▶ Set problem
Extract every item below verbatim, leaving out the pictures.

▶ Records to use
■ ■ ■ ■ ■ ■ ■

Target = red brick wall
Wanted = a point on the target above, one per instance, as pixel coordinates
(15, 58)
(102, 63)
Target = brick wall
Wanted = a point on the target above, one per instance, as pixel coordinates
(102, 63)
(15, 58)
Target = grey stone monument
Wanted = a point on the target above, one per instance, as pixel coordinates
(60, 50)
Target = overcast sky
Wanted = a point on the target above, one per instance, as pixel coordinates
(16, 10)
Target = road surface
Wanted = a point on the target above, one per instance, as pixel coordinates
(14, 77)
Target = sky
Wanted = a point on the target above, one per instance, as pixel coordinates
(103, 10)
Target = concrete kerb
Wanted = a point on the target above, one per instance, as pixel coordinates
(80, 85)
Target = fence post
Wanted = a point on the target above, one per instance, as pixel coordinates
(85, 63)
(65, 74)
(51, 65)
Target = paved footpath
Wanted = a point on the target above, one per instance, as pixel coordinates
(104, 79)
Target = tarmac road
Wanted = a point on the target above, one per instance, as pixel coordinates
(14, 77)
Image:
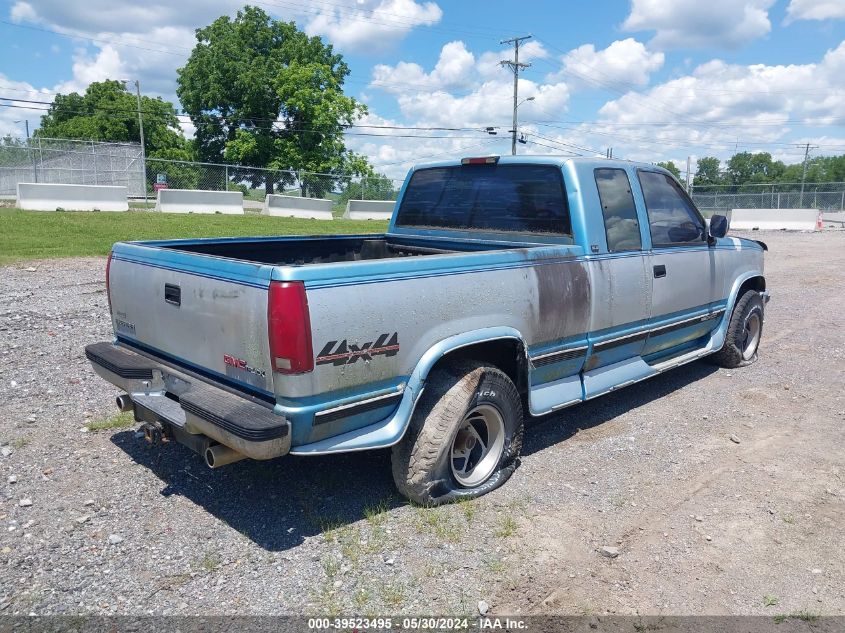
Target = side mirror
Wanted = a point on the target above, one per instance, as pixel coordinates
(718, 226)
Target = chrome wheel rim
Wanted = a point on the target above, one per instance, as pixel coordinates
(751, 335)
(477, 446)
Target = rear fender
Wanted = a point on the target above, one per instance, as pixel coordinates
(391, 430)
(717, 340)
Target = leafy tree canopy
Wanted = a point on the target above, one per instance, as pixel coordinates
(108, 111)
(262, 93)
(707, 171)
(672, 168)
(371, 187)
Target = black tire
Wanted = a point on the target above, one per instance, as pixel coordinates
(423, 468)
(736, 351)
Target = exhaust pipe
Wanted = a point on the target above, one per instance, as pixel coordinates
(154, 433)
(220, 455)
(124, 402)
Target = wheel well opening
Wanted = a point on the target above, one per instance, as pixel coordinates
(508, 355)
(755, 283)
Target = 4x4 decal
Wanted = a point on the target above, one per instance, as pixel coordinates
(343, 353)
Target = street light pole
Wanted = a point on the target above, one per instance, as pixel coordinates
(143, 150)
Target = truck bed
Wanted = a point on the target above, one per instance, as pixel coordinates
(303, 251)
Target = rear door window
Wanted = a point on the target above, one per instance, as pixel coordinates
(673, 219)
(620, 213)
(497, 198)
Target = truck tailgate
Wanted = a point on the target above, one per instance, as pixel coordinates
(207, 313)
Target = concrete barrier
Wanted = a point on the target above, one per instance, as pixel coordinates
(369, 209)
(296, 207)
(191, 201)
(834, 219)
(50, 197)
(774, 219)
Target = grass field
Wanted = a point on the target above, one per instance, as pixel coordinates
(40, 235)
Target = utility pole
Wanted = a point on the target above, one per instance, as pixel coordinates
(804, 174)
(143, 151)
(514, 65)
(29, 150)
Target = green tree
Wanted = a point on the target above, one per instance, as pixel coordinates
(109, 112)
(672, 168)
(262, 93)
(745, 168)
(707, 171)
(372, 186)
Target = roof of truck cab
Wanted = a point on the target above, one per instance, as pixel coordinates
(544, 159)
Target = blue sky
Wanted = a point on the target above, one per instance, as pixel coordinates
(654, 79)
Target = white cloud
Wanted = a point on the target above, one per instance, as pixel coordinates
(454, 69)
(815, 10)
(369, 26)
(624, 61)
(22, 12)
(719, 105)
(697, 24)
(106, 64)
(462, 92)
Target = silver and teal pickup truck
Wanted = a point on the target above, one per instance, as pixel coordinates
(503, 287)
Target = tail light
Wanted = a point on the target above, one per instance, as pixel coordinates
(480, 160)
(108, 286)
(289, 327)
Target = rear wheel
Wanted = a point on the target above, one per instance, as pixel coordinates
(744, 332)
(464, 438)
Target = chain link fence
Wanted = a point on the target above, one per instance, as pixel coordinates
(827, 196)
(256, 182)
(70, 162)
(65, 161)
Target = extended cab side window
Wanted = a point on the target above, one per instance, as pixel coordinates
(620, 212)
(672, 218)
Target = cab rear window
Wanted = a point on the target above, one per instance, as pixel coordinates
(497, 198)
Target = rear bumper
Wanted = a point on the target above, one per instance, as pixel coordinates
(191, 407)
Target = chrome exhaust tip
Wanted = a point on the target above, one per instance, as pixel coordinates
(220, 455)
(153, 433)
(124, 402)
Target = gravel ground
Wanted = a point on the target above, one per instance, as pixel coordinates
(721, 491)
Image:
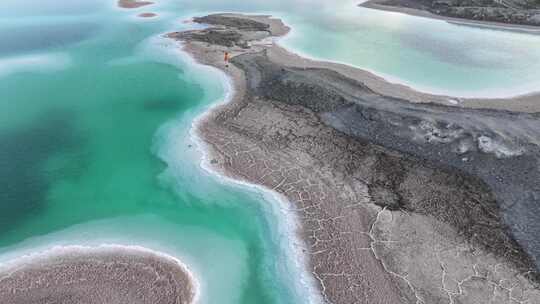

■ ■ ■ ■ ■ ■ ■

▶ Exercise result
Target = red brick wall
Wanted = a point on the target above, one per instance, as pixel coordinates
(15, 58)
(102, 63)
Target = brick wall
Wanted = a point on the target above, one per instance, as pixel coordinates
(102, 63)
(15, 58)
Target = grey stone monument
Wanted = a point on the target above, one per instance, as pixel coordinates
(60, 50)
Target = overcast sky
Wanted = a point on the target above, one per instance, as pixel coordinates
(16, 10)
Target = road surface
Wanted = a point on the target above, one per instance, as pixel coordinates
(14, 77)
Target = sky
Wanted = a point on the target above, one per instance, as pixel coordinates
(103, 10)
Target = concrete kerb
Wanted = a point on the target above, one per instance, as pixel coordinates
(80, 85)
Target = fence post
Wanted = a point on the target above, one per instance, as pixel coordinates
(85, 63)
(65, 74)
(51, 65)
Target = paved footpath
Wanted = a point on the target above, one per instance, as pixel coordinates
(104, 79)
Target = tarmac road
Wanted = a point on the target above, one per instance, as pixel coordinates
(14, 77)
Image:
Target = side mirror
Wanted = a point on the target above, one per instance, as pixel coordinates
(718, 226)
Target = chrome wheel rim
Wanted = a point on the target above, one per instance, as pixel coordinates
(751, 335)
(477, 446)
Target = rear fender
Wanted = a point on the target above, one per instance, as pixel coordinates
(391, 430)
(717, 340)
Target = leafy tree canopy
Wanted = a point on the target above, one per instance, as pixel coordinates
(108, 111)
(262, 93)
(707, 171)
(672, 168)
(371, 187)
Target = black tire
Wanted = a point on the target above, one per instance, as pixel coordinates
(423, 468)
(736, 351)
Target = exhaust pipe
Wanted = a point on the target above, one per instance, as pixel coordinates
(154, 433)
(220, 455)
(124, 402)
Target = wheel well opening
Wanted = a point on the target above, one per instance, as pixel coordinates
(508, 355)
(755, 283)
Target = 4x4 decal
Wanted = a point on the target above, one per instance, as pixel coordinates
(343, 353)
Target = street light pole
Wanted = a point on the target above, one per instance, as pixel coordinates
(143, 150)
Target = truck bed
Wanted = a point on the target above, one per instance, as pixel coordinates
(303, 251)
Target = rear door window
Wanted = a point on the target above, one per instance, as pixel coordinates
(673, 219)
(620, 213)
(497, 198)
Target = truck tailgate
Wanted = a point on the target above, one per instance, as pixel coordinates
(207, 313)
Target = concrete barrier
Wanted = a point on the target above, one per instance, as pixel coordinates
(369, 209)
(296, 207)
(191, 201)
(834, 219)
(50, 197)
(774, 219)
Target = grass field
Wanted = a point on the target above, one per instance, as pixel coordinates
(40, 235)
Target = utility pole
Wanted = a point on the target above, one per instance, as pixel coordinates
(804, 174)
(143, 151)
(514, 65)
(29, 150)
Target = green tree
Wanted = a point on the target above, one per instance, as pixel coordinates
(109, 112)
(672, 168)
(262, 93)
(745, 168)
(707, 171)
(372, 186)
Target = roof of truck cab
Wanted = a point on the target above, one per instance, as pixel coordinates
(544, 159)
Target = blue sky
Wanted = a point on the target above, one per instance, as pixel coordinates
(654, 79)
Target = white cloud
Wanted = a point on the target above, one per instance, as pixel coordinates
(454, 69)
(815, 10)
(369, 26)
(624, 61)
(22, 12)
(719, 105)
(697, 24)
(106, 64)
(462, 92)
Target = silver and teal pickup truck
Wanted = a point on the target above, one per instance, as pixel coordinates
(503, 287)
Target = tail light
Wanted = a point on the target above, one per instance, as pixel coordinates
(480, 160)
(108, 286)
(289, 327)
Target = rear wheel
Wanted = a point on the target above, one per instance, as pixel coordinates
(744, 332)
(464, 438)
Target = chain link fence
Wanted = a point on the target above, one per instance, as pixel coordinates
(827, 196)
(256, 182)
(70, 162)
(65, 161)
Target = extended cab side window
Wanted = a point on the target above, one per instance, as pixel coordinates
(620, 212)
(672, 218)
Target = cab rear window
Wanted = a point on the target above, one per instance, as pixel coordinates
(497, 198)
Target = rear bumper
Wanted = a point on the target above, one per instance, as pixel coordinates
(191, 407)
Target = chrome exhaust tip
Wanted = a point on the target above, one per instance, as pixel coordinates
(220, 455)
(153, 433)
(124, 402)
Target = gravel ground
Wanted = a point on the target above, one per instance, as pixel coordinates
(721, 491)
Image:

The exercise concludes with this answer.